- _Required work_
Convert the data below into a JSON list of strings, with one string for each line and any blank lines left out.

- _Material to process_
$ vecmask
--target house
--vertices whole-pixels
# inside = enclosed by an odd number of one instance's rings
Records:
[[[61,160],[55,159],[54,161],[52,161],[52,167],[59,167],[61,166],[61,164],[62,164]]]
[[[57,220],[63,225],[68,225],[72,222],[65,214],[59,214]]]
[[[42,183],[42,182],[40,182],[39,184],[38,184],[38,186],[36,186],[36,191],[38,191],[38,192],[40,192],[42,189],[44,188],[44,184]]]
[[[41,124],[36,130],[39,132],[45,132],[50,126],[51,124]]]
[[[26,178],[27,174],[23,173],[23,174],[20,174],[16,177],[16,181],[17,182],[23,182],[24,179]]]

- _Finished exercise_
[
  "$ vecmask",
  "--target house",
  "--vertices whole-pixels",
  "# inside = enclosed by an odd number of one instance's rings",
  "Records:",
  "[[[61,160],[55,159],[54,161],[52,161],[52,167],[59,167],[61,166],[61,164],[62,164]]]",
  "[[[57,220],[63,225],[68,225],[72,222],[65,214],[59,214]]]",
  "[[[42,183],[42,182],[40,182],[39,184],[38,184],[38,186],[36,186],[36,191],[38,191],[38,192],[40,192],[42,189],[44,188],[44,184]]]",
  "[[[41,124],[36,130],[39,132],[45,132],[50,126],[51,124]]]",
  "[[[26,178],[27,174],[23,173],[23,174],[20,174],[16,177],[16,181],[17,182],[23,182],[24,179]]]"
]